Directions for this task: The entries below are to be reproduced in full, exactly as written.

Data to examine:
........

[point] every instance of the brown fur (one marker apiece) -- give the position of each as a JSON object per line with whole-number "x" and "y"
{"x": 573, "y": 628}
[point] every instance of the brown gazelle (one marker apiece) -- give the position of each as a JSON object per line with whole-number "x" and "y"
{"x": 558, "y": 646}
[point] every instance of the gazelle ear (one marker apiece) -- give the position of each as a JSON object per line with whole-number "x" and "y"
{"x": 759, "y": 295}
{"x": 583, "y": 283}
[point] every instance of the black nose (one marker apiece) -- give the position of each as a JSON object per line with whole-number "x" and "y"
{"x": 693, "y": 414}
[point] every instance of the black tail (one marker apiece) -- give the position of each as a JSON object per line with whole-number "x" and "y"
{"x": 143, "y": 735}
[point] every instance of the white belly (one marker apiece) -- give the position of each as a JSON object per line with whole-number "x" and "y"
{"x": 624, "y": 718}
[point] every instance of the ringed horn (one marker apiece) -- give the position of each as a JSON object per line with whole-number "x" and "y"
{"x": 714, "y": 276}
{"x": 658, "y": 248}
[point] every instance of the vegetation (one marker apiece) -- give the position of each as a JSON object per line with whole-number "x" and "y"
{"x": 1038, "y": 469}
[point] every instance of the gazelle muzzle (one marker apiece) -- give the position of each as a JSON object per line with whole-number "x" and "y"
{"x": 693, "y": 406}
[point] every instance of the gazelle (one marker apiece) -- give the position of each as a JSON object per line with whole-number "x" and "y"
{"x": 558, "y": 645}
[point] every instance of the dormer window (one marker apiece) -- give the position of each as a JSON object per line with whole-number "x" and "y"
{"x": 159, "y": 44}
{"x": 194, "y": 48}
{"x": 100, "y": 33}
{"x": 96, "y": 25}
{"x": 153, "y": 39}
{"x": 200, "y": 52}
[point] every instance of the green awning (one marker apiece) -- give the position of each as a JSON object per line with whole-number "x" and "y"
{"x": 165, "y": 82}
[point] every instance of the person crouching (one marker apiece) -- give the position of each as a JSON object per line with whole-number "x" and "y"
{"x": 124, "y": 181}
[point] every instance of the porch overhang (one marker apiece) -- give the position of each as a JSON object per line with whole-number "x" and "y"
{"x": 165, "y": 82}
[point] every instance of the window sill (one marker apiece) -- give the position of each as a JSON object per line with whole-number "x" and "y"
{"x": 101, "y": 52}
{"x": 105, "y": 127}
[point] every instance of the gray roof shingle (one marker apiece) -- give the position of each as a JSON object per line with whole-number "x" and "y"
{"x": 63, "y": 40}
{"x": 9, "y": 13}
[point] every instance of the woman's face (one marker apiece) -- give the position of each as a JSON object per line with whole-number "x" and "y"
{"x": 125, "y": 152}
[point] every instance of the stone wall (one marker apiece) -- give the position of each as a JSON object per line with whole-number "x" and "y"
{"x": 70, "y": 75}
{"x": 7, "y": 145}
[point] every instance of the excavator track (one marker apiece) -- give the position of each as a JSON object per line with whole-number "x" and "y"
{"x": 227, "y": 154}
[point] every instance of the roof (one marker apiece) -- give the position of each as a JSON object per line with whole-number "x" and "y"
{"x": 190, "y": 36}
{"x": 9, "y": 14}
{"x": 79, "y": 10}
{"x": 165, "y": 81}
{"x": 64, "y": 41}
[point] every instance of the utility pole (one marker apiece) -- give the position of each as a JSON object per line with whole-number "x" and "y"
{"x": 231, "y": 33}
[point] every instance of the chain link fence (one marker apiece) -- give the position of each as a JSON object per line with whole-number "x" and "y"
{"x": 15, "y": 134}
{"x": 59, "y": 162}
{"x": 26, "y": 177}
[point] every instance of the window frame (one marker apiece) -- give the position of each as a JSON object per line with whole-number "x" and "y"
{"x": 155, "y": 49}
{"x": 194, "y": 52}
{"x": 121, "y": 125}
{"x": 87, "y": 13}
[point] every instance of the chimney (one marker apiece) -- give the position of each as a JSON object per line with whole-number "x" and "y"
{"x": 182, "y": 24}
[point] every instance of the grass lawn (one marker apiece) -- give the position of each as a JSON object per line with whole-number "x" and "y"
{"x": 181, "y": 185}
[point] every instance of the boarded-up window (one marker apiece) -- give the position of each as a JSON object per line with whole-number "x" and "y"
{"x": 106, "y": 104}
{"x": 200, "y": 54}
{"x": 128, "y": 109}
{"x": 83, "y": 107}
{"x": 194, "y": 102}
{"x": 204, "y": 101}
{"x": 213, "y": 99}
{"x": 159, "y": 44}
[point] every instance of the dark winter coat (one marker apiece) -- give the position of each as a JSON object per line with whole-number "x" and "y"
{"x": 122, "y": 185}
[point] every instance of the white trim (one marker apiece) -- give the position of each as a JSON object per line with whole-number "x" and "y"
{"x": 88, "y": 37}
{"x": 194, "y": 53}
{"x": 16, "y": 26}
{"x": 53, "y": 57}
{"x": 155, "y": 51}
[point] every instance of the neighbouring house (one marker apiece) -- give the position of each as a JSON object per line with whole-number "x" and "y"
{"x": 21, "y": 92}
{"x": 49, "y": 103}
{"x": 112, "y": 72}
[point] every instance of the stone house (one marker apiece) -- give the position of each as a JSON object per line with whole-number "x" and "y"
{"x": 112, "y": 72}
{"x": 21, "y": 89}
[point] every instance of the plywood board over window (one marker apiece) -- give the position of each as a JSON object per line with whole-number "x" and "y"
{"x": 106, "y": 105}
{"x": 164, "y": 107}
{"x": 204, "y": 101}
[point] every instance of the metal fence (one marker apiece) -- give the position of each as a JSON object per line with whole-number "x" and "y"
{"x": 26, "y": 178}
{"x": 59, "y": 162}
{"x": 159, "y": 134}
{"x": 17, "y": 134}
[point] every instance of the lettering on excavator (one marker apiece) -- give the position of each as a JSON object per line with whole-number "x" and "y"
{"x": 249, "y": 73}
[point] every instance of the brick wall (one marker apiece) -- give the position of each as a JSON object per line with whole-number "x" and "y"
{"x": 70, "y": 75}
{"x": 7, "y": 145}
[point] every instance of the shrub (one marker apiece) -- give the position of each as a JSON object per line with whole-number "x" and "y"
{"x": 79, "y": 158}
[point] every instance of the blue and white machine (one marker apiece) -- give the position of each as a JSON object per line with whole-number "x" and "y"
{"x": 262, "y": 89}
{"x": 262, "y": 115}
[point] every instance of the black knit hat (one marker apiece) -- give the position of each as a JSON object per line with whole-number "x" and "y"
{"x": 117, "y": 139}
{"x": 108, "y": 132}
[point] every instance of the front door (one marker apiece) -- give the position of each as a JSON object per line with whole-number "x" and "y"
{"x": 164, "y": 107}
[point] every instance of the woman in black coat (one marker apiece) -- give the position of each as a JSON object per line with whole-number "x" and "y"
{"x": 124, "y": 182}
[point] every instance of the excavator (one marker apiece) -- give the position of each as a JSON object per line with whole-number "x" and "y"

........

Exercise response:
[point] every instance of the brown fur (one marker apiece) -- give the position of each as a JSON object per line with whole-number "x" and "y"
{"x": 573, "y": 628}
[point] every instance of the brown gazelle (one marker apiece) -- give the position of each as a JSON object per line with whole-number "x" and "y"
{"x": 558, "y": 646}
[point] every instance of the gazelle ear (one marker apiece) -- give the position of each as a JSON object per line with whole-number "x" and "y"
{"x": 759, "y": 295}
{"x": 583, "y": 283}
[point] every instance of the black nose (one marker apiece) -- give the position of each as a JSON object per line with whole-number "x" and "y"
{"x": 693, "y": 414}
[point] every instance of the black tail (one marker apiece) -- give the position of each as a JSON object per line with whole-number "x" and "y"
{"x": 143, "y": 735}
[point] every instance of the white belly (one marker apiece) -- give the position of each as a JSON object per line with whole-number "x" and "y"
{"x": 624, "y": 718}
[point] every instance of the ringed horn (one marker apiece) -- give the position of each as a JSON object per line with whole-number "x" and "y"
{"x": 714, "y": 276}
{"x": 658, "y": 248}
[point] every instance of the vegetation (one marker apiece) -- give the position of each as a JSON object per line with whole-number "x" and "y"
{"x": 1038, "y": 469}
[point] every instance of the gazelle muzzle (one marker apiece) -- give the position of each as a JSON object per line with whole-number "x" and "y"
{"x": 693, "y": 406}
[point] every instance of the gazelle (one marker apiece) -- give the position of each as a JSON object per line with whole-number "x" and "y"
{"x": 558, "y": 645}
[point] every instance of the dormer window (one marker apiece) -- give the position of each as a JSON object per line with whole-number "x" and "y"
{"x": 159, "y": 44}
{"x": 194, "y": 48}
{"x": 100, "y": 33}
{"x": 96, "y": 25}
{"x": 153, "y": 39}
{"x": 200, "y": 52}
[point] every instance of the green awning (one marker apiece) -- give the position of each as a JSON object per line with whole-number "x" and "y"
{"x": 165, "y": 82}
[point] every instance of the person crouching (one marker apiece) -- give the position of each as a JSON object per line with whole-number "x" and "y"
{"x": 124, "y": 181}
[point] every instance of the porch overhang (one marker apiece) -- give the position of each as a JSON object per line with whole-number "x" and "y"
{"x": 165, "y": 82}
[point] every instance of the window sill (one marker apiece) -- give the position of each as a JSON object per line with whole-number "x" and "y"
{"x": 101, "y": 52}
{"x": 105, "y": 127}
[point] every instance of the gray roof shingle (one marker apiece) -- give the position of each as a JSON object per line with whole-number "x" and "y"
{"x": 63, "y": 40}
{"x": 9, "y": 13}
[point] every instance of the woman's face (one marker apiece) -- give the position of each as a JSON object per line with whole-number "x" and "y"
{"x": 125, "y": 152}
[point] every instance of the stone wall (one marker apiece) -- give the position of each as a JSON object per line with whole-number "x" and "y"
{"x": 70, "y": 75}
{"x": 7, "y": 145}
[point] every instance of the excavator track (one marker apiece) -- give the position of each as a JSON object per line with whole-number "x" and "y"
{"x": 227, "y": 154}
[point] every instance of the roof (one marker apiece) -- give the position of each as a JSON object per line with whole-number "x" and "y"
{"x": 190, "y": 36}
{"x": 9, "y": 14}
{"x": 79, "y": 10}
{"x": 165, "y": 81}
{"x": 64, "y": 41}
[point] every instance of the utility pole (one marker apiece) -- give the position of each as a JSON object per line with whole-number "x" and "y"
{"x": 231, "y": 33}
[point] every instance of the chain link fence (one marker apiece) -- give the position of each as a JSON object per line with whole-number "x" and "y"
{"x": 15, "y": 134}
{"x": 59, "y": 162}
{"x": 26, "y": 177}
[point] every instance of the window frame (one marker apiece) -- give the position of each as a JSON object per line with whole-number "x" and "y"
{"x": 155, "y": 49}
{"x": 194, "y": 52}
{"x": 121, "y": 125}
{"x": 87, "y": 13}
[point] every instance of the chimney (one marker apiece) -- give the position of each as a JSON object per line with whole-number "x" and "y"
{"x": 182, "y": 24}
[point] every instance of the grass lawn (one marker apiece) -- give the position of each as a JSON object per line with whole-number "x" and "y"
{"x": 181, "y": 185}
[point] every instance of the boarded-up window (one marker apiece) -- give the position of each as a JSON object per line with whole-number "x" and "y"
{"x": 106, "y": 104}
{"x": 200, "y": 54}
{"x": 128, "y": 109}
{"x": 83, "y": 107}
{"x": 194, "y": 102}
{"x": 204, "y": 101}
{"x": 213, "y": 99}
{"x": 159, "y": 44}
[point] every instance of the dark winter coat (one marker apiece) -- give the position of each as a JSON object per line with whole-number "x" and "y"
{"x": 122, "y": 185}
[point] every instance of the white trim (one marker apiece) -- give the position of each as a JSON object per line with whole-number "x" and "y"
{"x": 88, "y": 37}
{"x": 194, "y": 53}
{"x": 16, "y": 26}
{"x": 53, "y": 57}
{"x": 155, "y": 51}
[point] every instance of the neighbouring house (one marker apiece) -- give the position of each as a JSON object per line with whole-number "x" and "y"
{"x": 21, "y": 92}
{"x": 49, "y": 103}
{"x": 112, "y": 72}
[point] every instance of the stone house (one marker apiece) -- give the position of each as a JSON object per line with whole-number "x" and "y"
{"x": 112, "y": 72}
{"x": 21, "y": 89}
[point] every instance of the plywood board over window (one marker apiece) -- give the position of each as a JSON object per line with whole-number "x" and "y"
{"x": 106, "y": 105}
{"x": 164, "y": 107}
{"x": 204, "y": 101}
[point] every instance of the metal fence (one marker apiece) -- give the position of each as a JSON object per line with whole-number "x" and "y"
{"x": 26, "y": 178}
{"x": 59, "y": 162}
{"x": 159, "y": 134}
{"x": 17, "y": 134}
[point] every instance of the lettering on excavator (one marker apiece) -- give the position of each as a JSON object per line with whole-number "x" and "y"
{"x": 249, "y": 73}
[point] every instance of the brick wall (one marker apiece) -- give the position of each as a JSON object per line with whole-number "x" and "y"
{"x": 70, "y": 75}
{"x": 7, "y": 145}
[point] every instance of the shrub (one marker apiece) -- give the position of each as a JSON object per line with whole-number "x" and "y"
{"x": 79, "y": 158}
[point] every instance of the blue and white machine (one marker apiece) -- give the position of each as a JSON object per line with whole-number "x" and "y"
{"x": 262, "y": 89}
{"x": 262, "y": 115}
[point] every instance of the black knit hat (one marker apiece) -- give the position of each as a JSON object per line with whole-number "x" and "y"
{"x": 117, "y": 139}
{"x": 108, "y": 132}
[point] every instance of the front door (one marker apiece) -- give the position of each as a JSON object per line with whole-number "x" and "y"
{"x": 164, "y": 107}
[point] every instance of the woman in black coat (one marker apiece) -- give the position of each as a JSON object per line with whole-number "x" and "y"
{"x": 124, "y": 182}
[point] every instance of the excavator (one marker apiece) -- give the position of each as a JSON object per line with whole-number "x" and "y"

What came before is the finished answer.